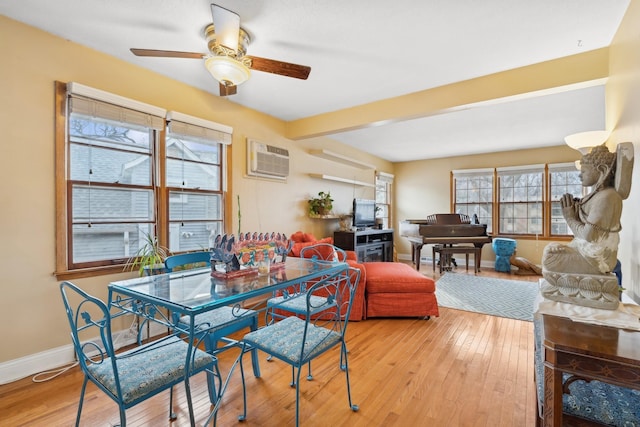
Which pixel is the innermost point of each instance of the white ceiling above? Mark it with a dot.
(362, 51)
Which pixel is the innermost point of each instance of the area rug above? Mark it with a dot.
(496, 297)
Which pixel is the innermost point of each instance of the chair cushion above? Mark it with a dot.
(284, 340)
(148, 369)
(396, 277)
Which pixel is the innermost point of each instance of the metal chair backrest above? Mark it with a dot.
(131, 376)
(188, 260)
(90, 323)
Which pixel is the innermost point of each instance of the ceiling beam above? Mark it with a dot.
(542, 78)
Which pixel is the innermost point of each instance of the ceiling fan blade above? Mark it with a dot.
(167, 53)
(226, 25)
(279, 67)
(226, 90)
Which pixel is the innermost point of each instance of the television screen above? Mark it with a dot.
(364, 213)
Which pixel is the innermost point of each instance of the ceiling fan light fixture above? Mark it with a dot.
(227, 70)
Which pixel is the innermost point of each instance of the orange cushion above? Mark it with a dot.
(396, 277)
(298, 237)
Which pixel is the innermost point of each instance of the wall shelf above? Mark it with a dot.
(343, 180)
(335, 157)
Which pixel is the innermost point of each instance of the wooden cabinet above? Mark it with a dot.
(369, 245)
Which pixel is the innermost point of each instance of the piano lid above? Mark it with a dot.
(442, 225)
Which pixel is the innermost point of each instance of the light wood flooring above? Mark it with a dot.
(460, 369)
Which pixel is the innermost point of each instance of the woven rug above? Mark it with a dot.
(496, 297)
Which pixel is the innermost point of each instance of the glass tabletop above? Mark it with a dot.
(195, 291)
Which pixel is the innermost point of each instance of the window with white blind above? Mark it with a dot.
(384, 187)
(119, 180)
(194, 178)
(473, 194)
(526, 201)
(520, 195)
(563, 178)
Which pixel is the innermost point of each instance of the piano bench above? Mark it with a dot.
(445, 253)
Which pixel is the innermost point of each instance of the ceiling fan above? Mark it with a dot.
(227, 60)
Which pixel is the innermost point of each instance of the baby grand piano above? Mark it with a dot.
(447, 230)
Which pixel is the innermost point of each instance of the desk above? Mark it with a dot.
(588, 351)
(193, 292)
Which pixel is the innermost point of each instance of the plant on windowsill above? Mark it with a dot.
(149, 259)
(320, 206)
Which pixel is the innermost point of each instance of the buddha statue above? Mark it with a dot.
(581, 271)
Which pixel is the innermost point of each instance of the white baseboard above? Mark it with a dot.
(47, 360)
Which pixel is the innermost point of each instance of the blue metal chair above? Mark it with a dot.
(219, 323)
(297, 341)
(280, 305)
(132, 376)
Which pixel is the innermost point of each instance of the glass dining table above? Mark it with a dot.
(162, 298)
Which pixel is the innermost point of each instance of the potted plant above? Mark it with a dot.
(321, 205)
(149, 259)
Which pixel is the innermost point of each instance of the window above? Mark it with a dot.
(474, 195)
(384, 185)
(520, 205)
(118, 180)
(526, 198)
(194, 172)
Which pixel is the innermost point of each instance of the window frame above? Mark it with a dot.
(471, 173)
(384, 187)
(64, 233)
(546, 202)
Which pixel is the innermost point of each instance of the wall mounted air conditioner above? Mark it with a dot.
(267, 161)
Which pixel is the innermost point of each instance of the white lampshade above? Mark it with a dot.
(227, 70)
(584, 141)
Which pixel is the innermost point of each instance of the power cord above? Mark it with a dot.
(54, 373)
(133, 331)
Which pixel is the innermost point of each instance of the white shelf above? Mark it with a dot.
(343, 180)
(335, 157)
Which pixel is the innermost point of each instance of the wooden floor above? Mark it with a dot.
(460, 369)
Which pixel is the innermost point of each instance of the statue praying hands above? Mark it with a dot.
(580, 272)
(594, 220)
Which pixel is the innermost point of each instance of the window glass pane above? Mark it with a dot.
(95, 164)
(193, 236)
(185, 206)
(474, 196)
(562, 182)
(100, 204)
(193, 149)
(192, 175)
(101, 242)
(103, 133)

-*-*-

** Written request **
Reproduce all the lines above with "innermost point" replaced by "central point" everywhere it occurs and everything else left as it is. Leave the pictures out.

** Output for this exercise **
Which pixel is the central point of each instance of the white ceiling above? Mark it with a dot.
(362, 51)
Which pixel is the central point of each instance of the area rug above? Mark it with a dot.
(496, 297)
Which pixel is the central point of each instance of the chair cushion above? Mark it with a dot.
(284, 340)
(148, 369)
(396, 277)
Which pixel is the central point of each instance of the metal chair backrest above? Mark it with a dot.
(131, 376)
(188, 260)
(90, 323)
Which pixel is the central point of each instance of the ceiling beam above? Mark it with a dot.
(542, 78)
Which pixel is the central point of each instance of the ceiling fan blade above? Mark it with a dot.
(167, 53)
(226, 25)
(279, 67)
(226, 90)
Which pixel is the central point of each instance of the television screen above? Mark it with a dot.
(364, 213)
Which pixel is the central point of each instance of the ceiling fan light fixture above? Mark it with a dot.
(227, 70)
Which pixel is the central point of each instance of the orange cushion above? Mark it with a dot.
(396, 277)
(298, 237)
Which pixel is the central point of each instance of the wall shelf above? Mark it with a dot.
(343, 180)
(335, 157)
Which pixel is the central point of each instance of the wooden cabinet above? Mark it with a dot.
(369, 245)
Which pixel is the central point of each instance of the piano lid above? Mark it with a dot.
(442, 225)
Which pixel is the central point of each instance of the light wood flooring above? Mark it with a dot.
(460, 369)
Which pixel is the central point of each instance of the woven rug above? Mark it with a dot.
(496, 297)
Which pixel is the central point of each instance of the glass tabletop above? Mark it with a dot.
(195, 291)
Which pixel is the central point of each instance of the window with white blind above? Mark it with a dot.
(384, 187)
(119, 180)
(194, 178)
(473, 194)
(526, 201)
(520, 195)
(563, 178)
Which pixel is the central point of each instance of the piano bench above? Mark it with a dot.
(445, 253)
Which pixel is the central point of each instance of the ceiling fan above? Mark it with a dot.
(227, 60)
Which pixel is the central point of each instance of the baby grand piano above? Mark it with a dot.
(447, 230)
Which pixel is the central point of each instance of the desk above? Mark it with a dot.
(588, 351)
(193, 292)
Which pixel is the central point of each instance of the plant on windowsill above? Mark it with a dot.
(149, 259)
(320, 206)
Which pixel is the central point of each instance of the buddha statue above? Mark it with a dot.
(581, 271)
Which pixel is the central point of each instance of the white baseboard above? Mark it with a dot.
(47, 360)
Which pixel is the central point of each instance of the blue metal chair above? Mark it with a dot.
(219, 323)
(297, 341)
(280, 305)
(132, 376)
Which pixel is the central point of each instance of the glass dining table above? Mark it with a dot.
(162, 298)
Which pixel is the central point of each instance of the potted plant above? Mark it with a dot.
(321, 205)
(149, 259)
Which pixel is the central point of each instance of the window above? Mark it with a dot.
(474, 195)
(384, 185)
(520, 205)
(118, 180)
(526, 198)
(194, 172)
Which pixel is the central point of each instance of the window frame above? Mark it with a dot.
(471, 173)
(384, 187)
(64, 233)
(546, 202)
Which pixel is the central point of each instance of the wall mounted air conditioner above? Mark it with a dot.
(267, 161)
Which pixel is the central point of each instance of the white lampshade above? Mark it with a dot.
(227, 70)
(584, 141)
Which pixel is the central point of each instance of the power cord above? Mark it with a dot.
(54, 373)
(133, 331)
Which pixel is the central point of each instance of the white shelf above? Mark it with a dot.
(343, 180)
(335, 157)
Which pixel is the central point of each instance of the wooden floor above? Mark it with a dot.
(460, 369)
Which pixel is the central point of each instance of the statue praying hands above? Mark it with a dot.
(580, 272)
(594, 220)
Which pixel is the central point of each instance of the window glass pane above? Mark it with a dot.
(95, 164)
(193, 236)
(185, 206)
(474, 196)
(562, 182)
(100, 204)
(193, 149)
(192, 175)
(101, 242)
(103, 133)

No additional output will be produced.